We're now going to add a special "memorization data point" to the mix. We'll define a special data point p which is 1 on the first 3 dimensions and 0 on the others:

p ~=~ [1, 1, 1, 0, 0, 0, 0, 0, 0, 0, 0, \ldots]

And then have x be p some fraction repeat_frac of the time.

Datapoint Features Emerge

If we repeat a data point like this, we begin to see a transcoder "memorization feature" circuit :

y ~+=~ p \cdot \text{ReLU}(\lambda p \cdot x - b)

Notice how this feature specifically activates on p and then produces p!

We'll call this a "datapoint feature".

Datapoint features like this are fine if they reflect the underlying model. Models very likely do memorize some datapoints, in which case we want features like this. But in this case, the model x \to \text{abs}(x) has no special notion of p. This means that these features are not mechanistically faithful! The transcoder is memorizing something which the underlying model didn't.

We now have an example of mechanistic unfaithfulness to explore. In the following sections, we'll investigate when these datapoint features form, and how we can get rid of them, with the goal of more generally resolving mechanistic faithfulness.

When Do Datapoint Features Form?

Before we run more experiments, it is useful to understand exactly when we should expect these datapoint features to form in a transcoder, so that we can calibrate our experiments. When they form from the transcoder memorizing a datapoint (rather than the underlying model doing so and the transcoder faithfully mimicking it) there are two necessary conditions:

  1. There must be a repeated datapoint in the transcoder training set. More repetition makes datapoint features more likely.
  2. We must be regularizing for activations to be sparse. This makes memorizing the data point helpful, since it allows us to handle that particular input more sparsely.

If we do a scan over these two hyperparameters and measure the presence of datapoint features, we see that in fact it's the product of these two properties that controls whether datapoint features form (our measure of memorization is defined in the next section):

Aside: How do we Detect a Datapoint Feature?

For any feature f_i we can measure its contribution to y. We'll denote this as:

y|_{f_i}(x) = W_\text{down}^i f_i(x)

We'll define the memorization of a feature f_i on the datapoint p as the "excess" explanation of p above explaining individual three constituent dimensions we'd expect from the generalization solutions:

m(f_i, p) = \text{ReLU}(y|_{f_i}(p) \cdot \hat{p} - \text{max}_{j<3} y|_{f_i}(p) \cdot e_j

where p is the repeated data point defined above and e_j denotes the jth unit vector. Then we define the total memorization of a model as the sum of memorization over features. This is a crude way to define memorization, but a useful starting point.

Investigating Datapoint Features

In this section, we'll investigate our toy model in two regimes, one without repeated data points, and one with them. Our goal will be to mechanistically understand the resulting models, and directly observe the induction of data point features.

To aid us in this, we'll introduce a new visualization which will allow us to see how each transcoder feature maps to the features we think it might be natural to learn (\text{ReLU}(x_i), \text{ReLU}(-x_i), and memorization). The mathematics of this is a little subtle, so we'll look at one example with this visualization before explaining it. This will make the mathematics more motivated and a little easier to follow.

▶ **What you should do**: How would you restate the paragraph in the passage on datapoint features that begins "Datapoint features like this are fine" as a short bulleted list that keeps its main facts?

▶ **Record set**:
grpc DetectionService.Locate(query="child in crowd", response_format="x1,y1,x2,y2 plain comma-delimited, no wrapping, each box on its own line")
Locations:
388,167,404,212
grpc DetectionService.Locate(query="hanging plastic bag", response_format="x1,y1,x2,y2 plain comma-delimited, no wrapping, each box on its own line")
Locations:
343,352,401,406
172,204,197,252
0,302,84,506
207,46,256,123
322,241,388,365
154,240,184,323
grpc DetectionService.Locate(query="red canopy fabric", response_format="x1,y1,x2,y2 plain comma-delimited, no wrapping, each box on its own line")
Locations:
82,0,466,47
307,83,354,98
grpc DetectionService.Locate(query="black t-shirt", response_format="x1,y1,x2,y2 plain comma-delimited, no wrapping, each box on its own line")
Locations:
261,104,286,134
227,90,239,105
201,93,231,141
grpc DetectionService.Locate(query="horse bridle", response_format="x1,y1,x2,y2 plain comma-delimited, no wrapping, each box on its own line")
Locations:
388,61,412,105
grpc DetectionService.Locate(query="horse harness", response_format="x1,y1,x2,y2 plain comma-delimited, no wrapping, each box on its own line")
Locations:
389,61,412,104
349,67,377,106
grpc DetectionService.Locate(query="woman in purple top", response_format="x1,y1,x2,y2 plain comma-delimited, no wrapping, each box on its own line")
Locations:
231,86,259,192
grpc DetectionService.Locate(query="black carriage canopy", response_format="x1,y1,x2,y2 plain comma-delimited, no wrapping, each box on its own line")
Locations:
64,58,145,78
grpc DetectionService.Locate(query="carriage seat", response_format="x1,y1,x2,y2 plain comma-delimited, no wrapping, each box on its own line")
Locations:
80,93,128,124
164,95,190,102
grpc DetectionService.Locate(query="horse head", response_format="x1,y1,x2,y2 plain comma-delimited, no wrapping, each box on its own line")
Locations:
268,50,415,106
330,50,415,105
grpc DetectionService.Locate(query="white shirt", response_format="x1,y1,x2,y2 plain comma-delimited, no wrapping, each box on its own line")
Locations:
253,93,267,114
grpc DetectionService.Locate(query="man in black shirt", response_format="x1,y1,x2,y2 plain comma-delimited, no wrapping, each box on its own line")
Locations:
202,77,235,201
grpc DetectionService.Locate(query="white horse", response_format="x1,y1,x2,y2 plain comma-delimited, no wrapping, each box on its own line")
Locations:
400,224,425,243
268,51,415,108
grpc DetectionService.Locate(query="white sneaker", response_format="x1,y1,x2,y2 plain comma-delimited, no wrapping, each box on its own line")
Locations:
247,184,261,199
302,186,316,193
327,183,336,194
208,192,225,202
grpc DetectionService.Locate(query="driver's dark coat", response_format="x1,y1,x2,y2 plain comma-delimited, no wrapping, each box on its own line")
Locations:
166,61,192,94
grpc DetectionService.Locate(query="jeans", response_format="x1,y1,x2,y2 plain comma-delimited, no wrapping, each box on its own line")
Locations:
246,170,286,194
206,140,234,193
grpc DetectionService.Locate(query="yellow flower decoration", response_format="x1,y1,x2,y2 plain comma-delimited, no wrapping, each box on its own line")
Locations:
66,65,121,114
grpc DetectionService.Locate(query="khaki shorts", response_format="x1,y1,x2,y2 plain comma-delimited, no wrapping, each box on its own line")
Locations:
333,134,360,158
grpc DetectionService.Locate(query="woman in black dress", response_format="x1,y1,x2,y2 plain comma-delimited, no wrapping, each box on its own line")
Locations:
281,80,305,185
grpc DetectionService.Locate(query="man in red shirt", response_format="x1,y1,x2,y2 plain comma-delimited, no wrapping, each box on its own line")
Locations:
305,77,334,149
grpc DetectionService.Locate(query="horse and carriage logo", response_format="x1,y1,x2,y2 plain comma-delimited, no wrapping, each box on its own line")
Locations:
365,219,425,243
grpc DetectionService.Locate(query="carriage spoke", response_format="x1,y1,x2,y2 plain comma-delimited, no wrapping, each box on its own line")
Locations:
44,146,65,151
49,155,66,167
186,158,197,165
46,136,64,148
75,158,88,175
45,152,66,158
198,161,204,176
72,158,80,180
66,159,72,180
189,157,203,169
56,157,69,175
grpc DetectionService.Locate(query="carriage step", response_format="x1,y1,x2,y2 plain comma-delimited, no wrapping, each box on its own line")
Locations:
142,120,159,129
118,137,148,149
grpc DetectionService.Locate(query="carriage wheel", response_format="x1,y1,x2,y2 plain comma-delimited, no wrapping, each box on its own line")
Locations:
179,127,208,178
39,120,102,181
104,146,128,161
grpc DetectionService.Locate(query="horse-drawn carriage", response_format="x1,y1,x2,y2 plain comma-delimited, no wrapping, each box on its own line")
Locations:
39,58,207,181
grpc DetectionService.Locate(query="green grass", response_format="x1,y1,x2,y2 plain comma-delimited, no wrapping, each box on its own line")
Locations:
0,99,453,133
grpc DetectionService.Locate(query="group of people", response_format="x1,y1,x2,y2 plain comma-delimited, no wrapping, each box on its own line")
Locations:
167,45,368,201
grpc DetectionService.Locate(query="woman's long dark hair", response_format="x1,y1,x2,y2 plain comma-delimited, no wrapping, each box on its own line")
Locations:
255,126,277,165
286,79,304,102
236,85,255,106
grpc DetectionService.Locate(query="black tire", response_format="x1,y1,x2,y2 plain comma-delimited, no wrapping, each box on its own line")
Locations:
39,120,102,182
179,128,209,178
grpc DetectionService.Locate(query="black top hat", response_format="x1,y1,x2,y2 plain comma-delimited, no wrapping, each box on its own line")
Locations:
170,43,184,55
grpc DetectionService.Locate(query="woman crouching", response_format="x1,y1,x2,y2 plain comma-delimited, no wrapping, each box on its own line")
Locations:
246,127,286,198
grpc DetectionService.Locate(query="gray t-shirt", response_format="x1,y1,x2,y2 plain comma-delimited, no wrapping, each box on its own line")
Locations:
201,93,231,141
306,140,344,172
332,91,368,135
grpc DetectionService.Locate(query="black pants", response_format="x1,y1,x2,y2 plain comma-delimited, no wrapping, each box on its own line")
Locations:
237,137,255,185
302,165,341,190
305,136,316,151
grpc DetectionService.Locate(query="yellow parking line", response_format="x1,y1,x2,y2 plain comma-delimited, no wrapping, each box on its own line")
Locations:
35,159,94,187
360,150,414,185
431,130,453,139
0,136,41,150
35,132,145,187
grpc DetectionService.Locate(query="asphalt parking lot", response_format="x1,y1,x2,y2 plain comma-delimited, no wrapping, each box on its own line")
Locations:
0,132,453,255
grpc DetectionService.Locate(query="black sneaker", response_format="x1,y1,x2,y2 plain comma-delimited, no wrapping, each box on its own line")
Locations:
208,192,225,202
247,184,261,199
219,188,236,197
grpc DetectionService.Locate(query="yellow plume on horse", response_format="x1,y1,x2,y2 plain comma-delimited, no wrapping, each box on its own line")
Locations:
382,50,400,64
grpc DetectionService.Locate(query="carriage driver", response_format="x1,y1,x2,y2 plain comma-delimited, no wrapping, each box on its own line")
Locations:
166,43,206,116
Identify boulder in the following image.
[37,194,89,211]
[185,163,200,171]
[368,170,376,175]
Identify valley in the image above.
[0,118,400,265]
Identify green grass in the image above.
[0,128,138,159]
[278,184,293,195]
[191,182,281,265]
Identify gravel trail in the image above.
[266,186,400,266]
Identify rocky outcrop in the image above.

▶ **Output below**:
- Datapoint features are fine when they reflect the underlying model; models very likely memorize some datapoints, and then such features are wanted.
- Here, the model x → abs(x) has no special notion of p.
- So these features are not mechanistically faithful: the transcoder memorizes something the underlying model did not.